## [ENTRIES SHOWN]
- - - -
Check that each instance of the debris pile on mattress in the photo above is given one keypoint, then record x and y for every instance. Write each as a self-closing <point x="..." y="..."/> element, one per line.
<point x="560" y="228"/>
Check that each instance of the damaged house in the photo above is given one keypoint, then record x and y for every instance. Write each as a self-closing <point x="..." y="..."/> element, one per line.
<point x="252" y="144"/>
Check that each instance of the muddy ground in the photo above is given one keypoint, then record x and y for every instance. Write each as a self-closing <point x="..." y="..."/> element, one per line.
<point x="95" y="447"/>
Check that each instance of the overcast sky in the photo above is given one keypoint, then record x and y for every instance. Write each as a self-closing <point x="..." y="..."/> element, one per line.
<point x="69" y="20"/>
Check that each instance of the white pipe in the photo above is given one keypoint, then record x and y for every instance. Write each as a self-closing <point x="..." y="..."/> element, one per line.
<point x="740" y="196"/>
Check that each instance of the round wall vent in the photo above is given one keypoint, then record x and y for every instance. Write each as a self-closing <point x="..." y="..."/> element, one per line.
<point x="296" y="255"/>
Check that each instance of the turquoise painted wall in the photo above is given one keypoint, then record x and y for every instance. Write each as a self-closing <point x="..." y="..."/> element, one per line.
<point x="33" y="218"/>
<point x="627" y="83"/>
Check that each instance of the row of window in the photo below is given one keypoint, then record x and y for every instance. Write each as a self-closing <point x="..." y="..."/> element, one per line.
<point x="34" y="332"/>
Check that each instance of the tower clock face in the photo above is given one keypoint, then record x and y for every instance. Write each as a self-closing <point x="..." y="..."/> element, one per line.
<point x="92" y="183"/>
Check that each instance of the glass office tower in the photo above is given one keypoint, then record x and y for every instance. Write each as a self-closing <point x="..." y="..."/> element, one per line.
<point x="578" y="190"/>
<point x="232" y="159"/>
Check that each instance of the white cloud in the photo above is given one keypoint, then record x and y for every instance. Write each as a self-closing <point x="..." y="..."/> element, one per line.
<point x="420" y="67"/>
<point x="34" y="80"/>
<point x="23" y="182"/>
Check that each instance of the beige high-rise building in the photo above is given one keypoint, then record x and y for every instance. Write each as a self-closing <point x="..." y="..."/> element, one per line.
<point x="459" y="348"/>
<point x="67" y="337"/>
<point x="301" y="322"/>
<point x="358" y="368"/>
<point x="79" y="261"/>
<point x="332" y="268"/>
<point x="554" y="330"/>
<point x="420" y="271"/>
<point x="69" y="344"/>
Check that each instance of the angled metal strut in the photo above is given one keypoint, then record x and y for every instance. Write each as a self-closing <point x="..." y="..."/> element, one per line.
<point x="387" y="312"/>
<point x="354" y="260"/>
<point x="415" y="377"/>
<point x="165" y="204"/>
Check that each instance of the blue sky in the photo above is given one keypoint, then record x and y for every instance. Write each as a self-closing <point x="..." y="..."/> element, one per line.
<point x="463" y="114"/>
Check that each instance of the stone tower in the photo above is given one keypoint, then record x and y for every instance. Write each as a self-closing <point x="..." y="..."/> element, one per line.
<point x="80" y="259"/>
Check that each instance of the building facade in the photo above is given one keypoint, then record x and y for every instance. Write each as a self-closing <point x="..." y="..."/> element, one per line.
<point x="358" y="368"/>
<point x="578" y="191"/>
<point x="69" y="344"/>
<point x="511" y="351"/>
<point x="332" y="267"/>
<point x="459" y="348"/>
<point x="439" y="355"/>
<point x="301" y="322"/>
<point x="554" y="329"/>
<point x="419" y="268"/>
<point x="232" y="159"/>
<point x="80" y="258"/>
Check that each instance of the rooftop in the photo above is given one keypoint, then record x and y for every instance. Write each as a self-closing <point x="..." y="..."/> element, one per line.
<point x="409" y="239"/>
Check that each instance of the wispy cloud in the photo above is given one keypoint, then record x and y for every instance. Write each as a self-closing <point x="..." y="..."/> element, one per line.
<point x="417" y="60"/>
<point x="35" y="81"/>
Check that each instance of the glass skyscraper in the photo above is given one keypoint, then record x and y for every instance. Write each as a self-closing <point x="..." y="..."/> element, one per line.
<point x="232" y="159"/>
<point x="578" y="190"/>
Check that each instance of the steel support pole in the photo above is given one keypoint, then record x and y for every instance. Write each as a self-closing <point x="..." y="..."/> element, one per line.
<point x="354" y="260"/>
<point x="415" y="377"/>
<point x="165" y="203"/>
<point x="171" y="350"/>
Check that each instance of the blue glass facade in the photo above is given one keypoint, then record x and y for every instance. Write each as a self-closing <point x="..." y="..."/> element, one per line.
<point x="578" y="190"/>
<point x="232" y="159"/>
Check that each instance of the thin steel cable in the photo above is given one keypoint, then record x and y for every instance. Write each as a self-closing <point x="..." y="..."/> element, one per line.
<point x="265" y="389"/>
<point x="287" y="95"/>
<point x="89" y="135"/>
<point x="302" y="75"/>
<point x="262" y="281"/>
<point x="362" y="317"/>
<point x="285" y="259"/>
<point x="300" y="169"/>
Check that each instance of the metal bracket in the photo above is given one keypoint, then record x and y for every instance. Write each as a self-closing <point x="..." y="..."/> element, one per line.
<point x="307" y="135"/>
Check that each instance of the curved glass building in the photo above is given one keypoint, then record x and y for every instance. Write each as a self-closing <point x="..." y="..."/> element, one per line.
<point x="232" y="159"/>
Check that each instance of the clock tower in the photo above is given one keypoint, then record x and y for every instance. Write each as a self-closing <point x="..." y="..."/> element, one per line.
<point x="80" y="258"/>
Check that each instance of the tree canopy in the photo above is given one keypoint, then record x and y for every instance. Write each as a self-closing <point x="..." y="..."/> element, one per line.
- - - -
## [WRITTEN INSTRUCTION]
Print the whole listing again, exactly.

## [SOLUTION FOR THIS EXERCISE]
Check that each instance of the debris pile on mattress in the photo above is given one keypoint, then record x and y for every instance. Write each as a self-closing <point x="..." y="..."/> element, one per line.
<point x="560" y="228"/>
Check that each instance of the damaged house in the photo above is given one keypoint, then record x and y for every instance. Write each as a self-closing <point x="..." y="..."/> element, one per line.
<point x="252" y="144"/>
Check that each instance of the muddy ground in the photo above is given one keypoint, then record x and y for every instance. Write each as a self-closing <point x="..." y="..."/> element, one per line.
<point x="95" y="447"/>
Check that each instance of the overcast sky in the photo above is given one keypoint, then record x and y for every instance. Write each as a self-closing <point x="..." y="..."/> element, one per line.
<point x="69" y="20"/>
Check that each instance of the white pipe in the photo above is given one keypoint, then record x and y for every instance. Write each as a self-closing <point x="..." y="..."/> element, one per line.
<point x="740" y="196"/>
Check that each instance of the round wall vent in the photo above is given one keypoint, then record x and y for every instance. Write each as a self-closing <point x="..." y="..."/> element, one per line.
<point x="296" y="255"/>
Check that each instance of the turquoise painted wall in the photo above is given one keypoint, then record x and y for every instance. Write each as a self-closing <point x="..." y="..."/> element, one per line.
<point x="33" y="218"/>
<point x="627" y="83"/>
Check that each instance of the row of window in the photo below is given one keypoint, then record x and y for every instance. Write each as a self-closing <point x="..." y="..."/> element, one per line.
<point x="34" y="332"/>
Check that each instance of the tower clock face in the photo above is given one keypoint, then record x and y for every instance. Write each as a self-closing <point x="..." y="..."/> element, one per line.
<point x="92" y="183"/>
Check that each instance of the glass office tower in the photo above is given one keypoint, then record x and y for every instance. Write each as a self-closing <point x="..." y="..."/> element, one per line.
<point x="578" y="190"/>
<point x="232" y="159"/>
Check that each instance of the white cloud in the photo above is given one keypoint, then record x and y for every instance. Write each as a self-closing <point x="..." y="..."/> element, one per line.
<point x="420" y="67"/>
<point x="34" y="80"/>
<point x="23" y="182"/>
Check that each instance of the beige high-rise building in the photo above is given one keypoint, then record x and y for every instance. Write each as a self-closing <point x="..." y="..."/> element, one per line.
<point x="459" y="348"/>
<point x="67" y="337"/>
<point x="301" y="322"/>
<point x="358" y="368"/>
<point x="79" y="261"/>
<point x="332" y="268"/>
<point x="554" y="330"/>
<point x="420" y="271"/>
<point x="69" y="344"/>
Check that each instance of the angled metal strut in the photo above is given one keypoint, then record x and y for every instance. Write each as a self-closing <point x="..." y="..."/> element, one per line.
<point x="387" y="312"/>
<point x="354" y="260"/>
<point x="415" y="377"/>
<point x="165" y="204"/>
Check that each instance of the blue sky in the photo above is given one keypoint, then record x and y for every instance. Write each as a self-closing <point x="..." y="..."/> element, one per line.
<point x="463" y="114"/>
Check that each instance of the stone tower in the photo above is given one keypoint, then record x and y for every instance. Write each as a self-closing <point x="..." y="..."/> element, one per line.
<point x="80" y="259"/>
Check that each instance of the building facade in the photo above is given one keypoint, then record x and y for every instance. Write each as a self-closing <point x="..." y="..."/> element, one per line.
<point x="358" y="368"/>
<point x="578" y="191"/>
<point x="69" y="344"/>
<point x="511" y="351"/>
<point x="332" y="267"/>
<point x="459" y="348"/>
<point x="439" y="355"/>
<point x="301" y="322"/>
<point x="554" y="329"/>
<point x="419" y="268"/>
<point x="232" y="159"/>
<point x="80" y="258"/>
Check that each instance of the rooftop in the photo above is given one keypoint, then record x and y for every instance. Write each as a self-closing <point x="..." y="..."/> element, one per line.
<point x="409" y="239"/>
Check that each instance of the wispy cloud in the photo above is given one keypoint, then record x and y for every instance. Write each as a self-closing <point x="..." y="..."/> element, one per line.
<point x="417" y="60"/>
<point x="35" y="81"/>
Check that each instance of the glass skyscraper in the photo above is given one keypoint, then record x and y for every instance. Write each as a self-closing <point x="..." y="..."/> element, one per line.
<point x="232" y="159"/>
<point x="578" y="190"/>
Check that each instance of the steel support pole in the photo above is given one keypoint, then record x and y for every instance. Write each as a self-closing <point x="..." y="..."/> element, one per line.
<point x="354" y="260"/>
<point x="415" y="377"/>
<point x="165" y="203"/>
<point x="171" y="350"/>
Check that each instance of the blue glass facade in the photo above is given one keypoint, then record x and y for every instance. Write each as a self-closing <point x="..." y="..."/> element, one per line.
<point x="578" y="190"/>
<point x="232" y="159"/>
Check that each instance of the thin steel cable in the photo above is given one keypoint, then record x and y for every instance. Write each as a self-closing <point x="..." y="..."/> element, one per line.
<point x="265" y="389"/>
<point x="287" y="95"/>
<point x="89" y="135"/>
<point x="302" y="75"/>
<point x="262" y="281"/>
<point x="362" y="317"/>
<point x="285" y="259"/>
<point x="300" y="169"/>
Check that each instance of the metal bracket in the photo above is given one keypoint, then record x and y for every instance. Write each as a self-closing <point x="..." y="..."/> element, one per line.
<point x="307" y="135"/>
Check that each instance of the curved glass building in the photo above is given one keypoint, then record x and y for every instance. Write each as a self-closing <point x="..." y="..."/> element, one per line.
<point x="232" y="159"/>
Check that each instance of the clock tower in the photo above is given one keypoint, then record x and y for every instance. Write each as a self-closing <point x="..." y="..."/> element, one per line.
<point x="80" y="258"/>
Check that each instance of the tree canopy in the photo above is given one keypoint, then record x and y for every instance. Write each as a self-closing <point x="..." y="..."/> element, one per line.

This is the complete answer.